# 本文:
>>>
こちらで行ったことを Kaggle で行いました。スコアは、0.77511 でした。
scikit-learn の使い方 (その2)
[1]
import numpy as np
import pandas as pd
from sklearn.preprocessing import LabelEncoder
from sklearn.preprocessing import StandardScaler
from sklearn.svm import SVC
[2]
train_df = pd.read_csv("../input/titanic/train.csv", header=0)
test_df = pd.read_csv("../input/titanic/test.csv", header=0)
ids = test_df["PassengerId"].values
train_df = train_df[['Survived', 'Pclass', 'Sex', 'Fare']]
train_df['Fare'] = train_df['Fare'].fillna(train_df['Fare'].median())
encoder_sex = LabelEncoder()
train_df['Sex'] = encoder_sex.fit_transform(train_df['Sex'].values)
standard = StandardScaler()
train_df_std = pd.DataFrame(standard.fit_transform(train_df[['Pclass', 'Fare']]), columns=['Pclass', 'Fare'])
train_df['Pclass'] = train_df_std['Pclass']
train_df['Fare'] = train_df_std['Fare']
train_x = train_df.drop('Survived',axis = 1)
train_y = train_df.Survived
[3]
test_df = test_df[['Pclass', 'Sex', 'Fare']]
test_df['Fare'] = test_df['Fare'].fillna(test_df['Fare'].median())
encoder_sex = LabelEncoder()
<<<
# データ:
>>>
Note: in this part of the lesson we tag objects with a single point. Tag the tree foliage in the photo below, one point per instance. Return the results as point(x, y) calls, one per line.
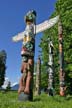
point(3, 57)
point(64, 9)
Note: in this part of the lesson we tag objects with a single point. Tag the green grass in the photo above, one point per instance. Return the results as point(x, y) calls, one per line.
point(10, 100)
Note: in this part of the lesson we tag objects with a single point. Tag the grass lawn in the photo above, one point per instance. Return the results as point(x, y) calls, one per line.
point(10, 100)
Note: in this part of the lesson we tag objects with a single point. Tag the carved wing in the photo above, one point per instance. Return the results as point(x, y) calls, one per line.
point(46, 24)
point(39, 28)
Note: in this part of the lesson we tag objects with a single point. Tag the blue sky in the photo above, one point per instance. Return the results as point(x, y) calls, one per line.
point(12, 14)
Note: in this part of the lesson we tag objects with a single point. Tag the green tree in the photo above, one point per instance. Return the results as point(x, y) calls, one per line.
point(3, 57)
point(64, 9)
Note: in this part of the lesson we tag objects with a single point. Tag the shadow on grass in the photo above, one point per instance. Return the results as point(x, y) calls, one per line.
point(68, 98)
point(36, 100)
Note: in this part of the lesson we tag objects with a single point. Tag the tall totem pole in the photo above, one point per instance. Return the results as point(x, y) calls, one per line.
point(61, 59)
point(38, 77)
point(51, 69)
point(27, 53)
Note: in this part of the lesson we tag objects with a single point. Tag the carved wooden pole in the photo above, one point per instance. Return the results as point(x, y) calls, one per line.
point(38, 77)
point(51, 70)
point(61, 60)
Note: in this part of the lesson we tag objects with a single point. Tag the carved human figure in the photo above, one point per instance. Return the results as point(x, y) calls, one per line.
point(27, 53)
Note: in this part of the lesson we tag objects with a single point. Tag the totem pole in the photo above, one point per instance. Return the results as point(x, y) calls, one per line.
point(61, 60)
point(28, 49)
point(38, 78)
point(51, 70)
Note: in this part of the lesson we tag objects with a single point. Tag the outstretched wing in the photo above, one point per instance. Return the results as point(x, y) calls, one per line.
point(46, 24)
point(39, 28)
point(18, 37)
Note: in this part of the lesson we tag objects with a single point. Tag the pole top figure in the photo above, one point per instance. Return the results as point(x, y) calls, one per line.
point(31, 16)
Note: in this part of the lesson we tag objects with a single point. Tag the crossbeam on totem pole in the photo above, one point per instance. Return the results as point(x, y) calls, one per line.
point(39, 28)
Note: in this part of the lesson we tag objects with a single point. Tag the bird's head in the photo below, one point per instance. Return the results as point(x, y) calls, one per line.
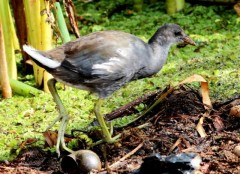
point(171, 34)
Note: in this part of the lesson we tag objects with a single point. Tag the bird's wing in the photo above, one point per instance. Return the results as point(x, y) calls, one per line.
point(102, 56)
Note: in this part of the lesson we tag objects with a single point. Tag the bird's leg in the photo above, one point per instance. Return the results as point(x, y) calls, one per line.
point(63, 116)
point(105, 131)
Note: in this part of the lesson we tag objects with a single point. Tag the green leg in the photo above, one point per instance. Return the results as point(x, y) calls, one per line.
point(106, 133)
point(63, 117)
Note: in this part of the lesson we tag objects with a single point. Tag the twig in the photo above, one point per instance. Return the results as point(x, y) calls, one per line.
point(126, 156)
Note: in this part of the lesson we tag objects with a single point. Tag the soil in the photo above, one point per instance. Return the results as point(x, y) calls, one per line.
point(167, 129)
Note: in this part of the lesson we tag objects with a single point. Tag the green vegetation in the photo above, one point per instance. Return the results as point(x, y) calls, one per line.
point(216, 57)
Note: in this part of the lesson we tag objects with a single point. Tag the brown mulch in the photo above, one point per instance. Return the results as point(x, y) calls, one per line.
point(171, 129)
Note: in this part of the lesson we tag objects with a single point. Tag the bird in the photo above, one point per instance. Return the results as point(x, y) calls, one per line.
point(102, 62)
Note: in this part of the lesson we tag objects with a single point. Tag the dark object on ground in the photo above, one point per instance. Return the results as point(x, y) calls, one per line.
point(183, 163)
point(103, 62)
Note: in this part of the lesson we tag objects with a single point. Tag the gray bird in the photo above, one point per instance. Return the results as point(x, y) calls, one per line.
point(102, 62)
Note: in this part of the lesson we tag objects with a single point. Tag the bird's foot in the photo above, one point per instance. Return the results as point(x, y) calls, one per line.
point(109, 140)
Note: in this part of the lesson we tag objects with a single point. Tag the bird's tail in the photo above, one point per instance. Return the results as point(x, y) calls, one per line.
point(40, 58)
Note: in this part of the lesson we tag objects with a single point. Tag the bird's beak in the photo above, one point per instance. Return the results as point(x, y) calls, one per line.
point(188, 40)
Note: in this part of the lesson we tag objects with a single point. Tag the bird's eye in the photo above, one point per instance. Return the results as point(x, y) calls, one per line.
point(177, 33)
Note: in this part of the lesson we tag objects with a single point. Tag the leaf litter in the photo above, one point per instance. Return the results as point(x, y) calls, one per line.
point(183, 120)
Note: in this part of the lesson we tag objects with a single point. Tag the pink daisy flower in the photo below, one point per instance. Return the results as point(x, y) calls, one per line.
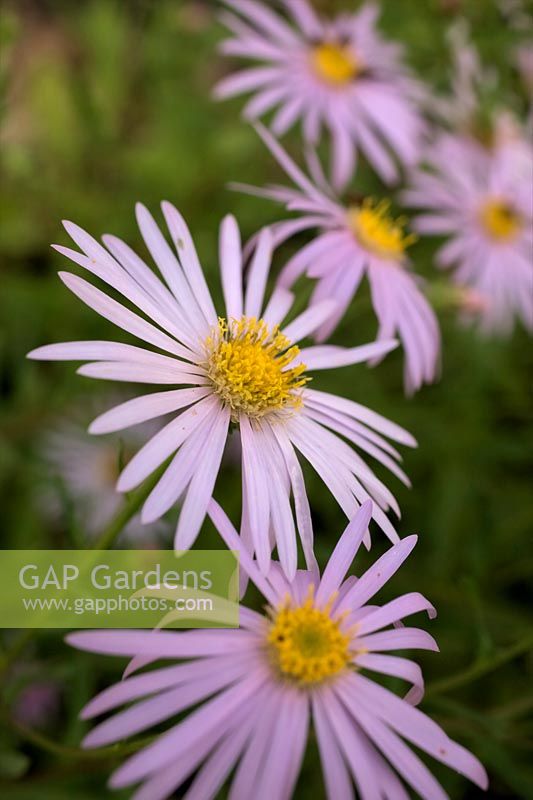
point(261, 685)
point(481, 200)
point(337, 74)
point(355, 240)
point(241, 368)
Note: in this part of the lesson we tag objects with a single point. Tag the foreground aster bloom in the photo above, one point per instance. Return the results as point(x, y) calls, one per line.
point(481, 199)
point(241, 369)
point(338, 74)
point(261, 685)
point(356, 240)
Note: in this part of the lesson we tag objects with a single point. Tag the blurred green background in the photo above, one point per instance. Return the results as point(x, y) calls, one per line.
point(107, 102)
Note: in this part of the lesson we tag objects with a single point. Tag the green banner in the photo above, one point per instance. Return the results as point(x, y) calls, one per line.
point(119, 589)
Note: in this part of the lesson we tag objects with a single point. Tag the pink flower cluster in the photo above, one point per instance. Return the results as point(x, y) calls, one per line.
point(252, 694)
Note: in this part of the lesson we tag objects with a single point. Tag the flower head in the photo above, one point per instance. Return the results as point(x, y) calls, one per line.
point(243, 367)
point(339, 74)
point(256, 689)
point(483, 204)
point(354, 240)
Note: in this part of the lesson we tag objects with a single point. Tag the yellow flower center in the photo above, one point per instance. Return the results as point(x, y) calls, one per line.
point(377, 230)
point(500, 220)
point(335, 63)
point(248, 365)
point(306, 644)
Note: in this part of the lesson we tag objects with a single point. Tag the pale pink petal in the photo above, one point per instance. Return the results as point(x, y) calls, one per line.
point(164, 443)
point(202, 484)
point(330, 356)
point(344, 553)
point(230, 255)
point(258, 274)
point(394, 611)
point(141, 409)
point(378, 574)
<<<
# 作業内容:
• A. 本文の内容を2文で要約してください。
• B. 本文について、次の問いに答えてください。
(i) Kaggle でのスコアはいくつだったか。
(ii) sklearn.svm からインポートされているクラスは何か。
(iii) Fare 列の欠損値は何で埋められているか。

# 解答:
• A. Kaggle で実行した結果、スコアは 0.77511 だった。コードでは Titanic の train.csv と test.csv を読み込み、Survived・Pclass・Sex・Fare の列に絞ったうえで、Fare の欠損値を中央値で埋め、Sex を LabelEncoder で数値に変換し、訓練データの Pclass と Fare を StandardScaler で標準化している。

• B.
(i) 0.77511
(ii) SVC
(iii) その列の中央値(median)